● **WHAT NEEDS TO BE DONE**
With no words added or dropped, transcribe the listing that follows.

● **DATA SUPPLIED**

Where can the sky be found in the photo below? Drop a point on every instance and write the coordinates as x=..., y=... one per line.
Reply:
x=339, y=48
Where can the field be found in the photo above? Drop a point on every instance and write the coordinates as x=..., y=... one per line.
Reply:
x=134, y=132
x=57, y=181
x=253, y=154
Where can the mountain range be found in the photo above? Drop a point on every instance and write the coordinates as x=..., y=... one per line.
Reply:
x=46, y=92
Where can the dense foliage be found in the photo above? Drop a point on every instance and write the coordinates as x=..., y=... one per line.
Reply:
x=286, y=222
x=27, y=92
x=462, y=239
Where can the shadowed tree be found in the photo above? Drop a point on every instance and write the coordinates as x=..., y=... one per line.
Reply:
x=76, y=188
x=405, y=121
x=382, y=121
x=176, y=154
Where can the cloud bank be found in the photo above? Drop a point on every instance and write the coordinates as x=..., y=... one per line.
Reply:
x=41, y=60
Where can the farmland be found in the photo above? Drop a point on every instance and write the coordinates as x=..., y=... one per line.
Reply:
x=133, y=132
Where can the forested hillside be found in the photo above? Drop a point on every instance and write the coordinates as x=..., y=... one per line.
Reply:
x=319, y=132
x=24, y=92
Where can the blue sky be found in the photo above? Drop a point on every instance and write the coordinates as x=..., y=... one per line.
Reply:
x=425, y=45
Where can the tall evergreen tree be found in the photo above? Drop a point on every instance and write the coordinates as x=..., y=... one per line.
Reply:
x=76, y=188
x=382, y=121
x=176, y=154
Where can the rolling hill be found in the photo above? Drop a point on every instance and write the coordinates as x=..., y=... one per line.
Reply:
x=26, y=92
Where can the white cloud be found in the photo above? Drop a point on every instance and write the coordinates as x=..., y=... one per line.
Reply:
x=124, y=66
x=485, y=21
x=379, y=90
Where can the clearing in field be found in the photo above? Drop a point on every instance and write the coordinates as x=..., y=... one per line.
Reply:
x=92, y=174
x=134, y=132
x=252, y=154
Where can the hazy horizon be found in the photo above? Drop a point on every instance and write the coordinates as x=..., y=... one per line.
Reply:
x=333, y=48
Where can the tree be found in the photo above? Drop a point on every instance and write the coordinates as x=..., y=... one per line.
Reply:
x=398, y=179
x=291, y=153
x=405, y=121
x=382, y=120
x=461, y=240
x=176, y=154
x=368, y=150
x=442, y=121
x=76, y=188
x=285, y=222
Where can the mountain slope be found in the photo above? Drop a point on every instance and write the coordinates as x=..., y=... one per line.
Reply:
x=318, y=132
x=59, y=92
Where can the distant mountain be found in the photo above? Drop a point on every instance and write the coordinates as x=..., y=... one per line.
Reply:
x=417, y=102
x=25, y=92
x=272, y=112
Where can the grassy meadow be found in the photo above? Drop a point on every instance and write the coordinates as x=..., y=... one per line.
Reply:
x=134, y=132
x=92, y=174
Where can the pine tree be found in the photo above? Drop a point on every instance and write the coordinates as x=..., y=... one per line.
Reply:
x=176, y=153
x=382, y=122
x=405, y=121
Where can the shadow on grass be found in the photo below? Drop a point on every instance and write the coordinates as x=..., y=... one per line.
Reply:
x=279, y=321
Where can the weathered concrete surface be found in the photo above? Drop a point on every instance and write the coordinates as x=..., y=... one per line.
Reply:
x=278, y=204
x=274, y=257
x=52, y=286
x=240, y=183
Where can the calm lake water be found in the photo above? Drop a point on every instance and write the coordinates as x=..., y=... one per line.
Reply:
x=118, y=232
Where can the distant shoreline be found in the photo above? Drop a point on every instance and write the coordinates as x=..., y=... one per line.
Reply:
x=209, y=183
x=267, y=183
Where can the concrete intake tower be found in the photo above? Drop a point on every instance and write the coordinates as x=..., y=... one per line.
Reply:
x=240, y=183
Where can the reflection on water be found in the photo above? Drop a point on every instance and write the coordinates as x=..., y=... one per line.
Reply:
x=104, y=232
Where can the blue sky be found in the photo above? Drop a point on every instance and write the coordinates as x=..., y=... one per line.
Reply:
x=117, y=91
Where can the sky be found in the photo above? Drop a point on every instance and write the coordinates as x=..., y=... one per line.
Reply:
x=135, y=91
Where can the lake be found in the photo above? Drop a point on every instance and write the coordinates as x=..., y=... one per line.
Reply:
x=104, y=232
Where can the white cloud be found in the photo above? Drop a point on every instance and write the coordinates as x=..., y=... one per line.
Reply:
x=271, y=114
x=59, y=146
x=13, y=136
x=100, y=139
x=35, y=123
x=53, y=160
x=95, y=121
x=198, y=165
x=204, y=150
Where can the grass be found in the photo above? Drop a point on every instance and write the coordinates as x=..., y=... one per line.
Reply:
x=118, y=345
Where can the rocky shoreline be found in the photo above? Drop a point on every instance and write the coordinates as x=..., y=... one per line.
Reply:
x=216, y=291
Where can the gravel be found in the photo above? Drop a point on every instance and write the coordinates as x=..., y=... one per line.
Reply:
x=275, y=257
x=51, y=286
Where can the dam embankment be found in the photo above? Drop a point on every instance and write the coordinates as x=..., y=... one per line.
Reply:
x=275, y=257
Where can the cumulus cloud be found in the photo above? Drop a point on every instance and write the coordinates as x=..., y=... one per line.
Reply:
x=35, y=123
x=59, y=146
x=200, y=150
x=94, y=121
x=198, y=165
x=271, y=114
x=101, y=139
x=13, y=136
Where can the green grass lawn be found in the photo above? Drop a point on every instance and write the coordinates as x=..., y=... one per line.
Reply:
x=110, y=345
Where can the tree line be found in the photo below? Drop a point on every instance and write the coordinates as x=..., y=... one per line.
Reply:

● **OUTPUT**
Where can the sky be found in the photo below? Drop a point on every instance and write the coordinates as x=..., y=... one per line.
Reply:
x=339, y=48
Where can the field be found in the photo above? Drop a point on every instance and write the coordinates as x=..., y=... one per line.
Reply:
x=134, y=132
x=57, y=181
x=253, y=154
Where can the mountain range be found in the photo above? Drop a point on every instance and write the coordinates as x=..., y=... one per line.
Reply:
x=46, y=92
Where can the dense foliage be found in the photo above? Drop a point on every instance and write the coordinates as x=..., y=... one per line.
Reply:
x=286, y=222
x=27, y=92
x=462, y=239
Where can the shadowed tree be found in the photo above? Drop a point on every instance and write the coordinates as x=..., y=... one per line.
Reply:
x=76, y=188
x=405, y=121
x=382, y=121
x=176, y=154
Where can the cloud bank be found in the photo above? Drop a point on every instance and write the coordinates as x=..., y=... one per line.
Reply:
x=41, y=60
Where can the farmland be found in the photo above? Drop a point on every instance and write the coordinates as x=..., y=... one per line.
Reply:
x=133, y=132
Where can the forested hillside be found in the photo above? Drop a point on every instance and write the coordinates as x=..., y=... one per line.
Reply:
x=319, y=132
x=24, y=92
Where can the blue sky be found in the photo above? Drop a point on every instance and write the coordinates as x=..., y=... one per line.
Reply:
x=425, y=45
Where can the tall evergreen tree be found in the photo above? Drop a point on every instance and write the coordinates as x=..., y=... one per line.
Reply:
x=76, y=188
x=382, y=121
x=176, y=154
Where can the rolling hill be found in the photo above? Drop a point on every instance and write the coordinates as x=..., y=... one per line.
Reply:
x=26, y=92
Where can the white cloud be found in the photo above? Drop a point on every instance and write the coordinates as x=..., y=... one per line.
Reply:
x=124, y=66
x=485, y=21
x=379, y=90
Where can the clearing in field be found in the photo above? Drop a point on every instance and write the coordinates as x=..., y=... one per line.
Reply:
x=92, y=174
x=134, y=132
x=252, y=154
Where can the hazy horizon be found in the photo above? Drop a point on every instance and write the coordinates as x=..., y=... one per line.
Reply:
x=333, y=48
Where can the tree be found in the photo above? Drop a point on every instance and write the coordinates as x=..., y=... one per line.
Reply:
x=398, y=179
x=291, y=153
x=405, y=121
x=382, y=120
x=461, y=240
x=176, y=154
x=368, y=150
x=442, y=121
x=76, y=188
x=285, y=222
Where can the mountain slope be found in the photo above? Drop a point on every instance and write the coordinates as x=..., y=... one per line.
Reply:
x=318, y=132
x=59, y=92
Where can the distant mountain be found in the photo above? Drop a point on every instance and write the coordinates as x=..., y=... one per line.
Reply:
x=417, y=102
x=25, y=92
x=272, y=112
Where can the grassy meadow be found in the photo above? Drop a point on every instance and write the coordinates as x=..., y=... one per line.
Reply:
x=134, y=132
x=92, y=174
Where can the pine tree be found in the photo above? Drop a point on every instance and write the coordinates as x=..., y=... one per line.
Reply:
x=176, y=153
x=382, y=122
x=405, y=121
Where can the shadow on grass be found in the photo below? Drop a point on every instance and write the coordinates as x=..., y=... one per line.
Reply:
x=279, y=321
Where can the weathered concrete surface be found in the photo above? Drop a point on every instance and write the coordinates as x=..., y=... one per line.
Reply:
x=278, y=204
x=274, y=257
x=52, y=286
x=240, y=183
Where can the calm lake water be found in the photo above? Drop a point on every instance and write the coordinates as x=..., y=... one per line.
Reply:
x=118, y=232
Where can the distant shoreline be found in the photo above? Drop a point on every instance and write the coordinates as x=..., y=... one per line.
Reply:
x=209, y=183
x=267, y=183
Where can the concrete intake tower be found in the photo above? Drop a point on every instance and write the coordinates as x=..., y=... one per line.
Reply:
x=240, y=183
Where can the reflection on water be found in the photo above? Drop a point on every instance and write the coordinates as x=..., y=... one per line.
Reply:
x=104, y=232
Where can the blue sky be found in the photo above? Drop a point on every instance and write the coordinates as x=..., y=... one per line.
Reply:
x=117, y=91
Where can the sky be found in the photo above? Drop a point on every instance and write the coordinates as x=..., y=... one per line.
Reply:
x=135, y=91
Where can the lake be found in the photo above? Drop a point on every instance and write the coordinates as x=..., y=... one per line.
Reply:
x=104, y=232
Where can the white cloud be found in the photo above? Drop a point on every instance and write the coordinates as x=..., y=... one per line.
Reply:
x=271, y=114
x=59, y=146
x=13, y=136
x=100, y=139
x=35, y=123
x=53, y=160
x=95, y=121
x=198, y=165
x=204, y=150
Where can the grass be found in the photo above? Drop a point on every instance and write the coordinates as x=..., y=... one per line.
Reply:
x=118, y=345
Where can the rocky shoreline be found in the photo above? Drop a point on every instance and write the coordinates as x=..., y=... one per line.
Reply:
x=216, y=291
Where can the gravel be found in the photo above? Drop a point on every instance and write the coordinates as x=..., y=... one per line.
Reply:
x=275, y=257
x=51, y=286
Where can the dam embankment be found in the photo above? Drop a point on every instance and write the coordinates as x=..., y=... one per line.
Reply:
x=275, y=257
Where can the cumulus cloud be found in the photo above? Drop a point on every instance and write the coordinates as x=..., y=... one per line.
Reply:
x=35, y=123
x=59, y=146
x=200, y=150
x=94, y=121
x=198, y=165
x=271, y=114
x=101, y=139
x=13, y=136
Where can the green grass lawn be found in the photo above? Drop a point on every instance and write the coordinates as x=..., y=... one per line.
Reply:
x=110, y=345
Where can the tree line be found in the photo below? Drop a point on every instance and write the coordinates as x=..., y=... one per line.
Reply:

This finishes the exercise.